[About this task]
The answer must be every line of the records below that holds the word "stone".

Records from a data source
■ ■ ■ ■
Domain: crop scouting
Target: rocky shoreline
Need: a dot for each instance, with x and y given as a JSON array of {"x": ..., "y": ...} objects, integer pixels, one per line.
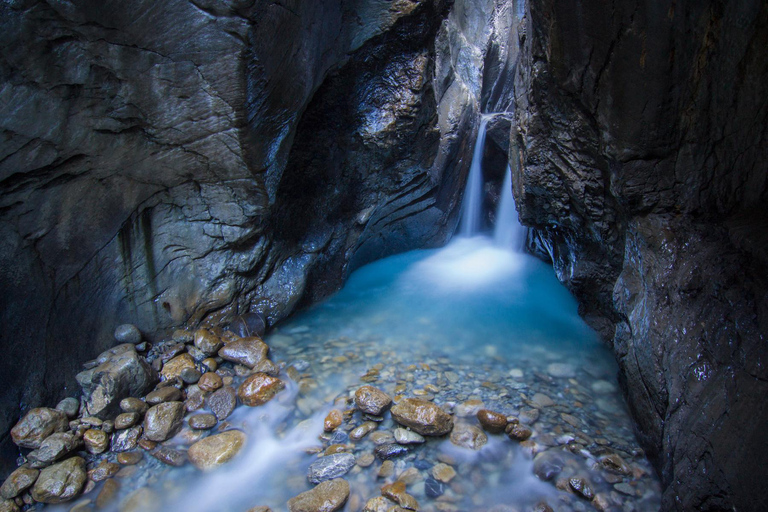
[{"x": 417, "y": 433}]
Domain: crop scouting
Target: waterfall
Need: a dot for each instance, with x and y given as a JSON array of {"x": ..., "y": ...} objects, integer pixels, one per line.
[
  {"x": 508, "y": 232},
  {"x": 471, "y": 208}
]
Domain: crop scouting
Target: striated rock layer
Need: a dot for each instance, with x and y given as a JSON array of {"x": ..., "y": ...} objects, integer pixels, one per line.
[{"x": 639, "y": 158}]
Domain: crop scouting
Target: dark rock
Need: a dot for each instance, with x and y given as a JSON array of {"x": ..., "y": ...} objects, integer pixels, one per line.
[
  {"x": 121, "y": 373},
  {"x": 163, "y": 421},
  {"x": 222, "y": 402},
  {"x": 249, "y": 324},
  {"x": 37, "y": 425},
  {"x": 329, "y": 496},
  {"x": 128, "y": 333},
  {"x": 389, "y": 451},
  {"x": 433, "y": 488},
  {"x": 330, "y": 467}
]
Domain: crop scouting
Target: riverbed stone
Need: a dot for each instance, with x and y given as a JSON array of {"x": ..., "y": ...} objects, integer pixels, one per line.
[
  {"x": 468, "y": 436},
  {"x": 259, "y": 389},
  {"x": 246, "y": 351},
  {"x": 405, "y": 436},
  {"x": 222, "y": 402},
  {"x": 18, "y": 482},
  {"x": 38, "y": 424},
  {"x": 120, "y": 374},
  {"x": 328, "y": 496},
  {"x": 60, "y": 482},
  {"x": 127, "y": 439},
  {"x": 422, "y": 417},
  {"x": 372, "y": 400},
  {"x": 172, "y": 369},
  {"x": 492, "y": 421},
  {"x": 54, "y": 447},
  {"x": 213, "y": 451},
  {"x": 163, "y": 421},
  {"x": 330, "y": 467}
]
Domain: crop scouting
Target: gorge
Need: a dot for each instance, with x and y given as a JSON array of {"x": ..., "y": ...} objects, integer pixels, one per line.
[{"x": 181, "y": 163}]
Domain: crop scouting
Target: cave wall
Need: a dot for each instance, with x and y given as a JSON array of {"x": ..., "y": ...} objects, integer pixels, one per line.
[
  {"x": 155, "y": 155},
  {"x": 639, "y": 157}
]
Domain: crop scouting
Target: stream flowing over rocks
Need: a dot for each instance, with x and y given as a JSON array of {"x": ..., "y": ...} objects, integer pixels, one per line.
[{"x": 169, "y": 168}]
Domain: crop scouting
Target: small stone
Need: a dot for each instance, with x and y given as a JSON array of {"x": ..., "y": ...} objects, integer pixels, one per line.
[
  {"x": 333, "y": 420},
  {"x": 213, "y": 451},
  {"x": 170, "y": 456},
  {"x": 581, "y": 487},
  {"x": 190, "y": 375},
  {"x": 126, "y": 440},
  {"x": 329, "y": 496},
  {"x": 222, "y": 402},
  {"x": 259, "y": 389},
  {"x": 69, "y": 406},
  {"x": 443, "y": 472},
  {"x": 162, "y": 395},
  {"x": 132, "y": 404},
  {"x": 209, "y": 381},
  {"x": 405, "y": 436},
  {"x": 207, "y": 342},
  {"x": 518, "y": 432},
  {"x": 128, "y": 333},
  {"x": 37, "y": 425},
  {"x": 387, "y": 469},
  {"x": 330, "y": 467},
  {"x": 173, "y": 368},
  {"x": 96, "y": 441},
  {"x": 246, "y": 351},
  {"x": 18, "y": 482},
  {"x": 372, "y": 400},
  {"x": 493, "y": 422},
  {"x": 422, "y": 416},
  {"x": 204, "y": 421},
  {"x": 104, "y": 470},
  {"x": 433, "y": 488},
  {"x": 54, "y": 447},
  {"x": 163, "y": 421},
  {"x": 542, "y": 400},
  {"x": 129, "y": 458},
  {"x": 363, "y": 430},
  {"x": 60, "y": 482},
  {"x": 126, "y": 420},
  {"x": 389, "y": 451},
  {"x": 468, "y": 436}
]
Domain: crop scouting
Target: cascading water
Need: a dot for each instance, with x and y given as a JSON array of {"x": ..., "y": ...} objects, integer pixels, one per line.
[
  {"x": 472, "y": 205},
  {"x": 508, "y": 231}
]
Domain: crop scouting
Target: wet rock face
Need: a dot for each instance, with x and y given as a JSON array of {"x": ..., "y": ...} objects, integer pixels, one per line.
[{"x": 636, "y": 161}]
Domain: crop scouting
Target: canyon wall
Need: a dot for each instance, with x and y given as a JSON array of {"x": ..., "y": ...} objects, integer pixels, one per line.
[{"x": 639, "y": 158}]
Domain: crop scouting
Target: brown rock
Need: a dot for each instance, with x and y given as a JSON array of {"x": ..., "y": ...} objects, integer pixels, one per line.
[
  {"x": 422, "y": 417},
  {"x": 222, "y": 402},
  {"x": 246, "y": 351},
  {"x": 209, "y": 381},
  {"x": 38, "y": 424},
  {"x": 259, "y": 389},
  {"x": 163, "y": 421},
  {"x": 173, "y": 368},
  {"x": 372, "y": 400},
  {"x": 468, "y": 436},
  {"x": 18, "y": 482},
  {"x": 213, "y": 451},
  {"x": 327, "y": 496},
  {"x": 96, "y": 441},
  {"x": 493, "y": 422},
  {"x": 60, "y": 482}
]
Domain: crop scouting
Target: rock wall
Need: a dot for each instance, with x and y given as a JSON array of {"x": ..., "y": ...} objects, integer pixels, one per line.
■ ■ ■ ■
[Answer box]
Target: riverbed stone
Target: small stone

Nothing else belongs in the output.